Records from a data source
*** Begin section ***
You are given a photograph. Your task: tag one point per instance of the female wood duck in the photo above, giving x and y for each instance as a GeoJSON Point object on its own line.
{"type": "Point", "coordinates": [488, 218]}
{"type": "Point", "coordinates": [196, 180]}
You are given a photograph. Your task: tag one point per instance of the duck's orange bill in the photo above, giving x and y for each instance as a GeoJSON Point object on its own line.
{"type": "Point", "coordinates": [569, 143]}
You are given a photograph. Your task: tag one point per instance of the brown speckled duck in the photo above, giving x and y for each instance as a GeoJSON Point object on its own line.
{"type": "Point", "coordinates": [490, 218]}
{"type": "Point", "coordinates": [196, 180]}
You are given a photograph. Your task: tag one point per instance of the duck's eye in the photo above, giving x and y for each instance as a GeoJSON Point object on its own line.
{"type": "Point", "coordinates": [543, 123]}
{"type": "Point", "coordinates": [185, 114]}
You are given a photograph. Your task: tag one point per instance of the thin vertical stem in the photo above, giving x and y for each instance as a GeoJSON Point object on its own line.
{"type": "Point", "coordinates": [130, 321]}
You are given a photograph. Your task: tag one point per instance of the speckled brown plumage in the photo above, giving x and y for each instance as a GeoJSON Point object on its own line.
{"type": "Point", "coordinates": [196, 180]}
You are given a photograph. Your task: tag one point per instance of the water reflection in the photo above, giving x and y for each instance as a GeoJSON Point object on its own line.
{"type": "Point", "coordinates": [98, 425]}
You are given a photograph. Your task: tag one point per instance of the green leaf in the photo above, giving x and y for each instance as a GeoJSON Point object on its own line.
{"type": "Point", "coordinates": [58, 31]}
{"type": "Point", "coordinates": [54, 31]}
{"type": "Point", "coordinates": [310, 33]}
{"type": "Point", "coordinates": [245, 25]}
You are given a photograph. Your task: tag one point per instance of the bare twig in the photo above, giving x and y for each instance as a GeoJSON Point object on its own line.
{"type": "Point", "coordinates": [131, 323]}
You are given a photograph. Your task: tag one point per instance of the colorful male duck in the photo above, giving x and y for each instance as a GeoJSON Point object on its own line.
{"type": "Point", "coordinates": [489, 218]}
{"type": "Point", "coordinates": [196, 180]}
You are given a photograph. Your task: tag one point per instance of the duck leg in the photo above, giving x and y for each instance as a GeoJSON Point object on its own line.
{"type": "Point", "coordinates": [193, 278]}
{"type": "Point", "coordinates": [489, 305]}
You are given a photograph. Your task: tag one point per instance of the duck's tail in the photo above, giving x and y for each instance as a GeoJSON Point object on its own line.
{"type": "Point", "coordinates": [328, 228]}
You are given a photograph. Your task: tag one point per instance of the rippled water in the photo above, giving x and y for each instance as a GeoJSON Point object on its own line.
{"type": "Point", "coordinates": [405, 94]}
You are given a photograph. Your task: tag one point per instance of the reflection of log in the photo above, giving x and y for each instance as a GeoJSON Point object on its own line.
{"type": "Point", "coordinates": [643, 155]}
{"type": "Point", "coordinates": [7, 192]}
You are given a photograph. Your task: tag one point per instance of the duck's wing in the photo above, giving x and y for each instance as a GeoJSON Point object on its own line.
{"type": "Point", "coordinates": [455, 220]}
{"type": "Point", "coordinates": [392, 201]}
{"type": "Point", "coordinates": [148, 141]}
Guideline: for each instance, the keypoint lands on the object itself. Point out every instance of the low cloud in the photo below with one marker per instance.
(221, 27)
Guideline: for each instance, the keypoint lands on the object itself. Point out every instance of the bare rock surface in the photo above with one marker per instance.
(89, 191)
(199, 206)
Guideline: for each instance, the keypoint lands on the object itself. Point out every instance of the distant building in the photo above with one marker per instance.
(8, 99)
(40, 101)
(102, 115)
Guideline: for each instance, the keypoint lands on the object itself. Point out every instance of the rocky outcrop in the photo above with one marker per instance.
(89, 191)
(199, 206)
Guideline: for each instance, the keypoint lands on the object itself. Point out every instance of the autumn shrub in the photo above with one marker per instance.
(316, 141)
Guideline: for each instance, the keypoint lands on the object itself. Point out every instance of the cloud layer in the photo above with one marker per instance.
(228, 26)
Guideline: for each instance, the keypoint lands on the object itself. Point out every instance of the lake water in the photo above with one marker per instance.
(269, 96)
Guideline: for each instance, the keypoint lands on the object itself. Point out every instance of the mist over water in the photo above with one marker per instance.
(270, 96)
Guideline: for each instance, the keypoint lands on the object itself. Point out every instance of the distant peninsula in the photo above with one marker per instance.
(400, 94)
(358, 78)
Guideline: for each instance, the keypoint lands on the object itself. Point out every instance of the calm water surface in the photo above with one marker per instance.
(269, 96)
*** End section ***
- **WHAT IS NEEDED**
Give every entry once more, exactly as it reads.

- **ANSWER FOR THE TASK**
You are given a photograph. Your task: tag one point per instance of the female wood duck in the photo above, giving x and y for each instance as a GeoJSON Point object on its own line.
{"type": "Point", "coordinates": [488, 218]}
{"type": "Point", "coordinates": [196, 180]}
You are given a photograph. Your task: tag one point per instance of the duck's orange bill in the photo above, giving x and y for each instance as a GeoJSON Point object on its own line.
{"type": "Point", "coordinates": [569, 143]}
You are given a photograph. Your task: tag one point per instance of the brown speckled duck in the photo above, giving x and y for each instance as a GeoJSON Point object on its own line.
{"type": "Point", "coordinates": [490, 218]}
{"type": "Point", "coordinates": [196, 180]}
You are given a photograph. Your task: tag one point per instance of the duck's eye in the photo above, giving x and y for each instance as a GeoJSON Point object on its own line.
{"type": "Point", "coordinates": [543, 123]}
{"type": "Point", "coordinates": [185, 114]}
You are given a photograph. Your task: tag one point per instance of the thin vertical stem in the photo above, giving x and y for each instance as a GeoJSON Point object on its own line.
{"type": "Point", "coordinates": [130, 321]}
You are given a photograph. Your task: tag one point per instance of the speckled brown plumage in the photo above, giving x and y for each instance as a GeoJSON Point object on its own line.
{"type": "Point", "coordinates": [196, 180]}
You are given a photograph. Your task: tag one point per instance of the water reflection in the photo above, giving x and y for each instance as a GeoJSON Point object on its own line.
{"type": "Point", "coordinates": [98, 425]}
You are given a photograph. Your task: tag one point per instance of the green leaf in the photo above, giving x and y for each instance as a GeoJSON Point object on its own line.
{"type": "Point", "coordinates": [58, 31]}
{"type": "Point", "coordinates": [54, 31]}
{"type": "Point", "coordinates": [310, 33]}
{"type": "Point", "coordinates": [245, 25]}
You are given a photograph. Your task: tag one point per instance of the bare twig in the photo above, giving x and y for each instance as a GeoJSON Point object on its own line.
{"type": "Point", "coordinates": [131, 323]}
You are given a photograph. Your task: tag one point per instance of the colorful male duck in the photo above, giving x and y for each instance as a GeoJSON Point object on its own line.
{"type": "Point", "coordinates": [489, 218]}
{"type": "Point", "coordinates": [196, 180]}
You are given a photograph. Your task: tag one point per instance of the duck leg in the photo above, giving x and y for each instance as a GeoJSON Point object on its own line.
{"type": "Point", "coordinates": [193, 278]}
{"type": "Point", "coordinates": [489, 305]}
You are given a photograph. Your task: tag one point per instance of the duck's tail in the photo above, giving x and y for each instance as a GeoJSON Point object on its own line.
{"type": "Point", "coordinates": [328, 228]}
You are given a photograph. Your task: tag one point per instance of the rippled water in the photo above, giving x and y for each instance as a GeoJSON Point object on its own line.
{"type": "Point", "coordinates": [405, 94]}
You are given a photograph. Your task: tag one point per instance of the reflection of log in the photo above, giving x and y for each instance as a GeoJSON Point object on its own line.
{"type": "Point", "coordinates": [643, 155]}
{"type": "Point", "coordinates": [7, 192]}
You are given a photograph. Your task: tag one point per instance of the duck's wing in the photo above, giving x and y for each instance as a GeoJSON Point object on its own line.
{"type": "Point", "coordinates": [455, 220]}
{"type": "Point", "coordinates": [392, 201]}
{"type": "Point", "coordinates": [148, 141]}
Guideline: for each instance, the keypoint lands on the object itself. Point out every instance of the low cloud in the photo below with one marker per instance.
(221, 27)
Guideline: for each instance, the keypoint lands on the object itself. Point out every instance of the bare rock surface in the photo above with one marker per instance.
(89, 191)
(199, 206)
Guideline: for each instance, the keypoint lands on the object itself. Point out every instance of the distant building in the photo above with one marker per instance.
(8, 99)
(40, 101)
(102, 115)
Guideline: for each instance, the keypoint lands on the object itself. Point out every instance of the rocky outcrop in the photo above with one marker per instance.
(89, 191)
(199, 206)
Guideline: for each instance, the keypoint lands on the object itself. Point out every instance of the autumn shrub in the photo above with one marker per instance.
(316, 141)
Guideline: for each instance, the keypoint lands on the object itself. Point out every instance of the cloud layer in the photo above with one marker per instance.
(228, 26)
Guideline: for each instance, the keypoint lands on the object itself. Point out every instance of the lake water in the photo above with one marker per instance.
(269, 96)
Guideline: for each instance, the keypoint lands on the object itself. Point out every instance of the mist over water in the photo above with one marker per instance.
(270, 96)
Guideline: for each instance, the keypoint lands on the object itself. Point out every instance of the distant peninsula in the photo above with one marker per instance.
(400, 94)
(358, 78)
Guideline: for each instance, the keypoint lands on the object itself. Point out every instance of the calm water surface in the photo above with one marker per instance.
(269, 96)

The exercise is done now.